▶ [Problem details]: Your task is to repeat the entries underneath exactly, minus the pictures.

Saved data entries
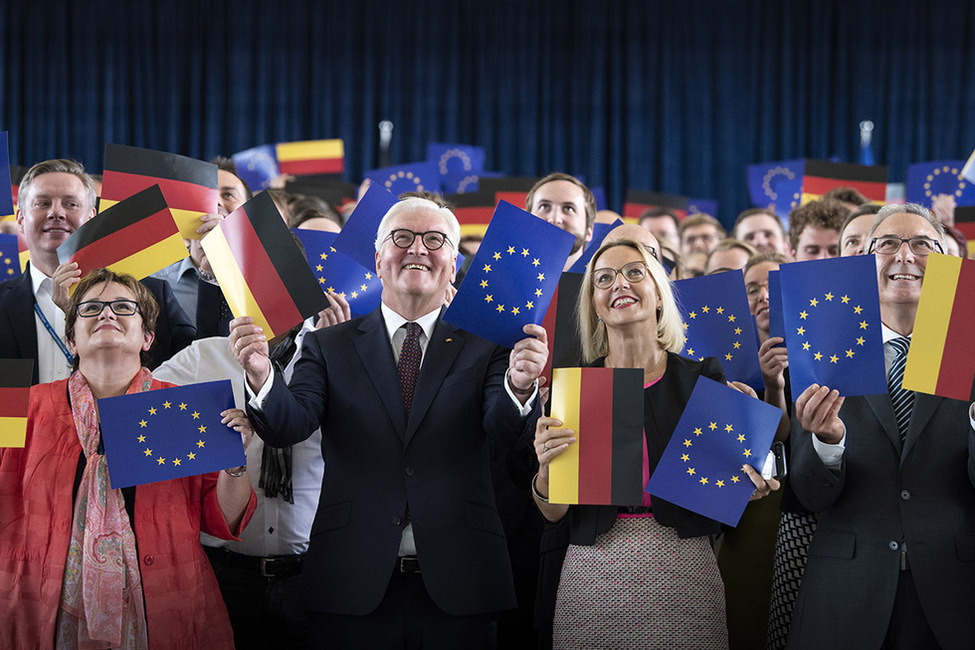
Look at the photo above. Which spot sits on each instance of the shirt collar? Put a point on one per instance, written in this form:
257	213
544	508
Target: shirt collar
394	321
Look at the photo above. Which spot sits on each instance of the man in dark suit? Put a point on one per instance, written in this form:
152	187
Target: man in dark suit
892	479
407	549
54	199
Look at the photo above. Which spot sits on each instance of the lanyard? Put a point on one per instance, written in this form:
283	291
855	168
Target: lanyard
54	335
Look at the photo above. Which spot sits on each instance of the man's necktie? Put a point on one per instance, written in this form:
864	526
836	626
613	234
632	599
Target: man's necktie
902	399
409	365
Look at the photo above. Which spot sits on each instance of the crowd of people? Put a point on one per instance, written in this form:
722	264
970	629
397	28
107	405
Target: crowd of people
396	489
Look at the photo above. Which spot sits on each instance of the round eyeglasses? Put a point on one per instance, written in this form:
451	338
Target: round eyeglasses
920	246
93	308
633	272
403	238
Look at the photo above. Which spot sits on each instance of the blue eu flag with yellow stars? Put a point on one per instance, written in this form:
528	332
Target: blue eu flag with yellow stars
512	277
170	433
831	311
717	323
702	468
9	257
411	177
777	184
338	273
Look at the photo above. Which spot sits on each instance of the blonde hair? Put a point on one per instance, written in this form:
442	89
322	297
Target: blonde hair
592	331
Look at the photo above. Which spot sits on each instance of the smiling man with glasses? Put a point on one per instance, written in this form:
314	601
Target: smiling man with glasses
891	478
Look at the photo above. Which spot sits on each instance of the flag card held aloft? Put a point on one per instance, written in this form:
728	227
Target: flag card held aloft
941	360
170	433
15	381
604	407
189	185
703	466
512	277
137	236
261	270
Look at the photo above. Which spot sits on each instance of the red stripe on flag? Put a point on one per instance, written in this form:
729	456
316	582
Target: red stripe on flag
259	273
315	166
14	401
117	186
595	439
818	185
127	241
957	367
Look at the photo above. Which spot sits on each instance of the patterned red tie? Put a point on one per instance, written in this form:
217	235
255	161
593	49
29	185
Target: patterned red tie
409	365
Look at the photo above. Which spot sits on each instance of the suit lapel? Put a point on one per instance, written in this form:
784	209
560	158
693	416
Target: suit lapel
884	410
376	353
443	347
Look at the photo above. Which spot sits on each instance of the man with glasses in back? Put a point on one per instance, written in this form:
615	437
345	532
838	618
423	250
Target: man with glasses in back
407	548
892	480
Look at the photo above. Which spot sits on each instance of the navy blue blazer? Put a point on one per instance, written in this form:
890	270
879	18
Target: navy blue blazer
438	462
18	333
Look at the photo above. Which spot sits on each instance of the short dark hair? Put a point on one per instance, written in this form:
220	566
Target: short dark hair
147	304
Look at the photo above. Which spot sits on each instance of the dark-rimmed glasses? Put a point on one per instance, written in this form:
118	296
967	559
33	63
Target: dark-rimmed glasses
403	238
633	272
93	308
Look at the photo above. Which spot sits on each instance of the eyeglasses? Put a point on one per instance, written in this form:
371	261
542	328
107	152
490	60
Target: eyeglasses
920	246
432	239
93	308
633	272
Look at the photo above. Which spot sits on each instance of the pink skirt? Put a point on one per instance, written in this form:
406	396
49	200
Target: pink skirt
641	586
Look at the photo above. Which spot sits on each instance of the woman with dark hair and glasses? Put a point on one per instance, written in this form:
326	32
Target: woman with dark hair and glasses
636	575
84	565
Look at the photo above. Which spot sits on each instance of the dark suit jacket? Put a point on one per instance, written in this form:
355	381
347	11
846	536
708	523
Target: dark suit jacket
18	333
878	499
346	382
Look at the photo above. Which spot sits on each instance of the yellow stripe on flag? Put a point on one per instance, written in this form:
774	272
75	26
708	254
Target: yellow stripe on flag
931	323
563	478
231	279
152	259
13	432
310	150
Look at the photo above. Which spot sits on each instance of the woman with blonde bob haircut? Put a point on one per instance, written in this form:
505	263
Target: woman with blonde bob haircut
635	575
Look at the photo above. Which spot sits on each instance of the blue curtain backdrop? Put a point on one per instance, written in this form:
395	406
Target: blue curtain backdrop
674	96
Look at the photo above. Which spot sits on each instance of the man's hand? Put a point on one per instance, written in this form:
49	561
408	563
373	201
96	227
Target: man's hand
817	409
249	345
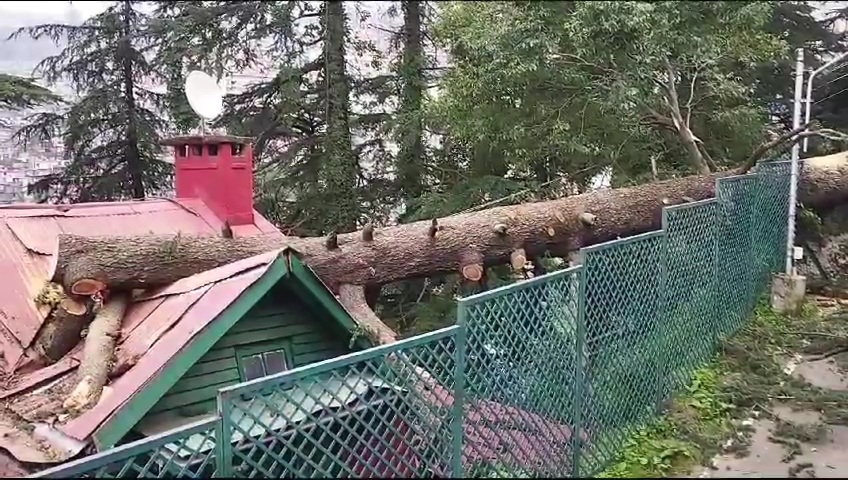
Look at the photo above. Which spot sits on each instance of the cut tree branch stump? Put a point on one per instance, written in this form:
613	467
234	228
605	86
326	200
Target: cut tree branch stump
62	330
98	353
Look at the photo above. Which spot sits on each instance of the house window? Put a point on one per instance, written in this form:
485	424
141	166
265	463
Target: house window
260	365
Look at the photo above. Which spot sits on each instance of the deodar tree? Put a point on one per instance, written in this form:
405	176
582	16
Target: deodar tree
539	94
646	89
111	130
17	93
111	140
308	164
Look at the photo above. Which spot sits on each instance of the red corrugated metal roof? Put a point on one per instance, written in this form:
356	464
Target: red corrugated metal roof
156	326
28	237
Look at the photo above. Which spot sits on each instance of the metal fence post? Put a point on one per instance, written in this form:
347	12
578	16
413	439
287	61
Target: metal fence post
579	376
223	437
459	392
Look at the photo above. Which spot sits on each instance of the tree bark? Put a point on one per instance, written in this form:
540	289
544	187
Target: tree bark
62	330
98	353
463	242
87	265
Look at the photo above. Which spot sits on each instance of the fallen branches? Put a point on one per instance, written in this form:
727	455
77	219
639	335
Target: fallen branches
351	264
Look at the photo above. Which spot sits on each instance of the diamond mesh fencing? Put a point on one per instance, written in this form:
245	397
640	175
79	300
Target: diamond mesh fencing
185	452
519	378
385	412
598	349
595	349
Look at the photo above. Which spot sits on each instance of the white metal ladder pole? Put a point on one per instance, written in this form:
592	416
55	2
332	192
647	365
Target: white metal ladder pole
808	101
796	153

▶ [Finished task]:
Look at the photo above. Which spot sits on each instance of the shirt collar? Put a point on one per instance, written in this form:
257	213
544	508
Target: shirt collar
394	321
Look at the photo above. Which spot sits on each instance of the man in dark suit? Put a point on one per instance, written in this form:
152	187
Target: man in dark suit
892	479
407	549
54	199
Look at the photo above. Which spot sits on each instance of the lanyard? Put a point on one per instance, written in this form:
283	291
855	168
Target: lanyard
54	335
Look at the photo above. Which spot sits on each instance of the man's necktie? Put a point on one per instance, written in this form:
864	526
836	626
613	234
632	599
Target: man's necktie
902	399
409	365
Look at the photo above. Which spot sits on each instance of the crowd of people? Put a point on one per instance, written in this form:
722	264
970	629
397	28
107	405
Target: crowd of people
396	489
Look at the photo above. Which spot sits on each instance of the round eyeglasses? Put a point on one per instance, written in this form:
451	338
Target: round eyeglasses
920	246
93	308
633	272
403	238
Look at the photo above. Which spot sits on each instance of the blue eu flag with yellow stars? Put a point on one per instance, written in this form:
528	332
Target: blue eu flag with yellow stars
512	277
170	433
831	311
717	323
702	468
9	257
411	177
777	184
338	273
Look at the photo above. Which spot sits on each instance of the blonde hair? Put a point on one per instance, written in this form:
442	89
322	297
Target: blonde hair
592	331
Look at the photo above. Which spot sits on each instance of the smiling man with glasses? Put a point on one per instance, written in this form:
314	601
Target: smiling man with glasses
891	478
Look at the photo above. Which spot sits on each instance of the flag card held aloft? Put a point on one per instance, written in this form:
728	227
Target: flag card held aloft
941	360
170	433
15	381
604	407
189	185
703	466
512	277
137	236
261	270
Look at the photo above. Which spot sits on each instance of the red stripe on flag? Put a point on one per instance, written in this form:
729	456
316	582
Target: red stripe on flag
259	273
315	166
14	401
117	186
595	439
818	185
127	241
957	367
Look at the photo above. Which spot sits on each instance of the patterned red tie? Put a point on one per instance, written in this form:
217	235
255	161
593	49
29	185
Target: patterned red tie
409	365
Look at the photo above. Which spot sits on each instance of the suit lapel? Put a point on one per instance, written in this form:
784	209
560	158
693	416
Target: suit lapel
884	410
376	353
443	347
Look at the photo above. Which spot sits on each instance of the man with glasses in back? Put a point on one per instance, written in this form:
615	437
345	532
838	618
423	250
Target: man with glasses in back
407	548
892	480
Look at the photo above. Which spot sits on each instance of the navy blue blazer? Put a point on one per instance, written in this form:
890	270
879	18
Target: navy blue blazer
438	462
18	333
Look at the photo above. Which spot sits on each instance of the short dark hair? Put a point on one per instance, written in this form:
220	566
Target: short dark hair
147	304
Look at the photo above. Which spot sits on each instance of the dark-rimmed glasses? Put a point on one per instance, written in this form:
118	296
967	559
33	63
Target: dark-rimmed glasses
403	238
633	272
93	308
Look at the photo above. Which spot sits on each instance of the eyeglasses? Put a point on one per instance, written in this form:
371	261
542	328
107	152
490	60
Target: eyeglasses
920	246
432	239
93	308
633	272
Look at the photo above. Which spot sits on each instance of the pink skirt? Put a point on one per instance, written in this form:
406	396
49	200
Target: pink skirt
641	586
Look at the photo above. Which spot sits on each instance of the woman with dark hair and glasses? Put a point on one per instance, written in this form:
326	32
Target: woman with dark hair and glasses
636	575
84	565
Look at the photo above. Which spot sits on each instance of the dark suit jacket? Put a point on one per instance, written in this form:
355	381
347	11
846	536
708	523
Target: dark suit jacket
18	333
878	499
346	382
Look at the photo above. Which spot sits on each instance of the yellow stripe on flag? Put a point on one per instance, written in this form:
774	272
75	26
708	254
Target: yellow stripe on flag
931	323
563	478
231	279
152	259
13	432
310	150
Look at the photo above. Which spot sits on each instance of the woman with blonde bob haircut? Put a point on one per instance, written in this form:
505	263
Target: woman with blonde bob haircut
635	575
Look at the photo above. Which spot sits on each instance of the blue curtain backdrop? Put a point on one per instance, written in this form:
395	406
Target: blue curtain backdrop
674	96
Look at the photo above. Which spot sits on each instance of the man's hand? Put a point on one per instance, written in this form:
49	561
408	563
373	201
96	227
Target: man's hand
817	409
249	345
Look at the photo above. Which spot sits on each instance of the cut tree branch stump? Put a point on one per instance, written in this form:
613	467
234	228
605	86
326	200
Target: cut tree branch stump
62	330
98	353
Look at the photo above. Which spot sits on each instance of the house window? Put a point on one per instance, written in this form:
485	424
141	166
265	463
Target: house window
260	365
Look at the photo above. Which spot sits on each instance of the deodar tree? Put a point on one per instance, written in this form:
405	176
582	16
Target: deodar tree
539	94
646	89
111	130
17	93
111	140
308	164
Look at the photo above. Which spot sits on each instance of the red corrugated metal roof? Put a point on one per instance, written in this form:
356	464
Target: red corrugated metal roof
156	326
28	237
Look at the photo above. Which spot sits on each instance of the metal fence post? Put a point on one per instance, written in this form:
347	12
578	16
413	439
287	61
Target: metal fence post
579	376
223	437
459	392
Look at the photo above. Which spot sits on each instance of the tree bark? Put a point on one per instance, written in this form:
540	289
544	187
Target: tree bark
62	330
98	353
463	242
87	265
Look at the photo above. Which spot sits on each instance of the fallen branches? Put a point on one per instance, written in this form:
727	455
77	219
639	335
Target: fallen branches
351	264
Look at the photo above. Which spot sits on each instance of the diamond mesh fencing? Put a point on one per instance, written in this form:
245	397
640	175
79	300
Target: diamond mesh fencing
185	452
519	378
385	412
598	349
595	349
Look at the photo above. Which spot sits on each instance of the white metal ladder pole? Put a point on one per instance, written in this form:
592	416
55	2
332	192
647	365
Target: white metal ladder pole
808	101
796	153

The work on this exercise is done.